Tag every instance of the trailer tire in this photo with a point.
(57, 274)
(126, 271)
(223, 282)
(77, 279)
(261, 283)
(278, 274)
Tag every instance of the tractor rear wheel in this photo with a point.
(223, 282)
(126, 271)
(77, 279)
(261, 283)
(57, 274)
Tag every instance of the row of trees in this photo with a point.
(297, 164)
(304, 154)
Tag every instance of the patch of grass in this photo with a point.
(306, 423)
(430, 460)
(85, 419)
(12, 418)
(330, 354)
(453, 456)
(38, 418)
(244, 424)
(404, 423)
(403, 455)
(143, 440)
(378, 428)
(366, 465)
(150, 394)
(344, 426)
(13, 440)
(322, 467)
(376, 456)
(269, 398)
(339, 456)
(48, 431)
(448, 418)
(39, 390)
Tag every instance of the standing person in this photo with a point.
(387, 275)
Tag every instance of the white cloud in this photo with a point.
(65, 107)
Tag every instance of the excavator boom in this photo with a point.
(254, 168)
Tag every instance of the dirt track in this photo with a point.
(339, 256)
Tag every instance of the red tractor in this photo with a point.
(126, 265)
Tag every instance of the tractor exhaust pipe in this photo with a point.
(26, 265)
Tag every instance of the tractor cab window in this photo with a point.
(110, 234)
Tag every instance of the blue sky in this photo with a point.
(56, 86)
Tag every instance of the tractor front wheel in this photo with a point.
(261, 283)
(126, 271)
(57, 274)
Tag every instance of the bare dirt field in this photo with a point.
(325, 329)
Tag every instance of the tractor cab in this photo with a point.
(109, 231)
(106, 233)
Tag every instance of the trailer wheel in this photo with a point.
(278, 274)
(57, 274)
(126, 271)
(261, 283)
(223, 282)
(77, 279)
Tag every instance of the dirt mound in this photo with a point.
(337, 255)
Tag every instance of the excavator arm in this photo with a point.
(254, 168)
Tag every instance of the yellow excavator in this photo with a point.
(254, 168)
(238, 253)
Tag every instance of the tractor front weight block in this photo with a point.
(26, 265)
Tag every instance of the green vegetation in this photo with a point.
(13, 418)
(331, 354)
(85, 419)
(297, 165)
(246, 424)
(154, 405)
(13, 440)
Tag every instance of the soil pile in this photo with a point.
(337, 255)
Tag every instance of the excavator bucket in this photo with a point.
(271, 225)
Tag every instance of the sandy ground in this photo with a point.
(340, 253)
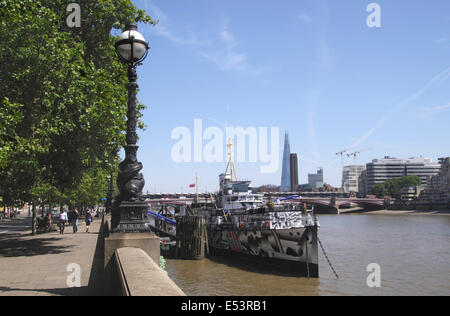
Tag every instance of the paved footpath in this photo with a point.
(37, 265)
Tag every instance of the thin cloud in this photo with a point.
(163, 29)
(304, 18)
(438, 79)
(431, 112)
(228, 58)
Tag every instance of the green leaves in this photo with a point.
(63, 98)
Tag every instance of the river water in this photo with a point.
(412, 251)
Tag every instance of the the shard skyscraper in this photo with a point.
(286, 167)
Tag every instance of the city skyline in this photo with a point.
(316, 71)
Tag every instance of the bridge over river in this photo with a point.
(321, 205)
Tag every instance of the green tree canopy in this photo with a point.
(63, 99)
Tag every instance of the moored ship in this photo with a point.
(242, 224)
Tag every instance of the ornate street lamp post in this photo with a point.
(130, 208)
(110, 197)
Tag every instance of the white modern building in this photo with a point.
(381, 170)
(350, 176)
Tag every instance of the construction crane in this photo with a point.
(357, 153)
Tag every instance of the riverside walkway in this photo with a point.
(37, 265)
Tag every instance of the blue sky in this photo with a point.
(312, 68)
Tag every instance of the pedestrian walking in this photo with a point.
(88, 221)
(63, 219)
(75, 217)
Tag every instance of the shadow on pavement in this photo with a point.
(76, 291)
(32, 247)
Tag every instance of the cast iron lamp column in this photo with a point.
(130, 209)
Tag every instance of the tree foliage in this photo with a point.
(63, 99)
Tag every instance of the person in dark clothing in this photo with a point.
(75, 216)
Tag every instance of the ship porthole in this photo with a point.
(291, 252)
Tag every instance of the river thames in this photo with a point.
(412, 251)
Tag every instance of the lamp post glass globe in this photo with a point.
(131, 45)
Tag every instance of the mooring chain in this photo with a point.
(329, 262)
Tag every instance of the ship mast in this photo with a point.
(230, 164)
=====
Exercise instructions. Restate the listing above word for word, and skip the pictures.

Answer space.
Tag every instance of the trailer tire in this photo with a point.
(57, 274)
(126, 271)
(223, 282)
(77, 279)
(261, 283)
(278, 274)
Tag every instance of the tractor rear wheel in this photo with a point.
(223, 282)
(126, 271)
(77, 279)
(261, 283)
(57, 274)
Tag every instance of the row of trees in this photo with a point.
(297, 164)
(304, 154)
Tag every instance of the patch of grass in this photo with a point.
(306, 423)
(430, 460)
(85, 419)
(12, 418)
(330, 354)
(453, 456)
(38, 418)
(244, 424)
(404, 423)
(403, 455)
(143, 440)
(378, 428)
(366, 465)
(150, 394)
(344, 426)
(13, 440)
(322, 467)
(376, 456)
(269, 398)
(339, 456)
(48, 431)
(448, 418)
(39, 390)
Tag every instance of the standing person in this photo with a point.
(387, 275)
Tag every instance of the white cloud in this photo with a point.
(65, 107)
Tag every instance of the excavator boom in this photo with a point.
(254, 168)
Tag every instance of the dirt track in this photo with a point.
(339, 256)
Tag every instance of the red tractor in this photo with a point.
(126, 265)
Tag every instance of the tractor exhaust pipe in this photo with a point.
(26, 265)
Tag every instance of the tractor cab window in this photo with a point.
(110, 234)
Tag every instance of the blue sky in this photo with a point.
(56, 86)
Tag every instance of the tractor front wheel in this photo with a point.
(261, 283)
(126, 271)
(57, 274)
Tag every instance of the bare dirt field in this photo with a point.
(325, 329)
Tag every instance of the tractor cab in this photo with a point.
(109, 231)
(106, 233)
Tag every instance of the trailer wheel in this photo with a point.
(278, 274)
(57, 274)
(126, 271)
(261, 283)
(223, 282)
(77, 279)
Tag every instance of the dirt mound in this photo with a point.
(337, 255)
Tag every instance of the excavator arm in this photo with a point.
(254, 168)
Tag every instance of the yellow excavator in this photo with a point.
(254, 168)
(238, 253)
Tag every instance of the tractor front weight block in this photo with a point.
(26, 265)
Tag every instance of the green vegetation in this photo with a point.
(13, 418)
(331, 354)
(85, 419)
(297, 165)
(246, 424)
(154, 405)
(13, 440)
Tag every instance of the soil pile in this photo with a point.
(337, 255)
Tag every instance of the excavator bucket in this photo with a point.
(271, 225)
Tag every instance of the sandy ground in this photo with a point.
(340, 253)
Tag every instance of the paved footpath in this photo with a point.
(37, 265)
Tag every instance of the thin cloud in this photo with a point.
(163, 29)
(304, 18)
(438, 79)
(431, 112)
(228, 58)
Tag every instance of the green leaves in this photo with a point.
(63, 98)
Tag every instance of the river water in this photo with a point.
(412, 251)
Tag every instance of the the shard skyscraper in this photo with a point.
(286, 167)
Tag every instance of the city skyline in this photo with a point.
(316, 71)
Tag every instance of the bridge over river in this photo with a point.
(321, 205)
Tag every instance of the green tree canopy in this photo with a point.
(63, 99)
Tag every instance of the moored ship in this photo with a point.
(242, 224)
Tag every instance of the ornate street lamp post in this photo with a point.
(130, 208)
(110, 197)
Tag every instance of the white modern building in this photo with a point.
(381, 170)
(350, 176)
Tag every instance of the construction crane in this photo with a point.
(357, 153)
Tag every instance of the riverside walkway in this photo with a point.
(37, 265)
Tag every instance of the blue sky in this photo with a point.
(312, 68)
Tag every instance of the pedestrian walking in this photo with a point.
(88, 221)
(63, 219)
(75, 217)
Tag every instance of the shadow on pavement in this photo with a point.
(76, 291)
(32, 247)
Tag every instance of the cast iron lamp column in this photo with a point.
(130, 209)
Tag every instance of the tree foliage in this photo with a point.
(63, 99)
Tag every instance of the person in dark clothing in this photo with a point.
(75, 216)
Tag every instance of the ship porthole in this photo with a point.
(291, 252)
Tag every instance of the river thames in this photo with a point.
(412, 251)
Tag every instance of the lamp post glass globe in this photo with a point.
(131, 45)
Tag every instance of the mooring chain in this photo with a point.
(329, 262)
Tag every instance of the ship mast in this photo with a point.
(230, 164)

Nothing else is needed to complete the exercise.